PROBLEM STATEMENT:
Please copy every record below exactly and leave out the pictures.

┌────────

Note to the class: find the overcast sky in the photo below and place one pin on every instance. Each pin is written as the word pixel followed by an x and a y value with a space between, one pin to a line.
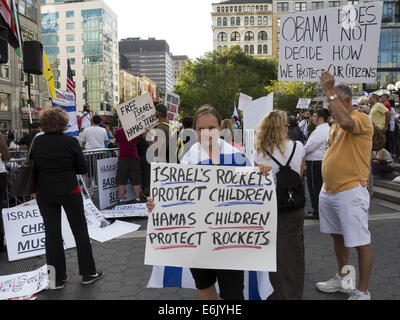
pixel 184 24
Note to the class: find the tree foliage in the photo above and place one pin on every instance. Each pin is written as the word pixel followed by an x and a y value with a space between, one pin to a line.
pixel 287 94
pixel 219 77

└────────

FINAL ANSWER:
Note to the class: find the overcast sky in the photo below and place one pin on every instance. Each pin is written as the word pixel followed by an x and a y value with a space between, one pin to a line.
pixel 184 24
Note to the class: find the tree foliage in the photo above and place one pin on every instance. Each pin is written as the word pixel followed by an x and a y value with a space between, one pin to a line.
pixel 287 94
pixel 219 77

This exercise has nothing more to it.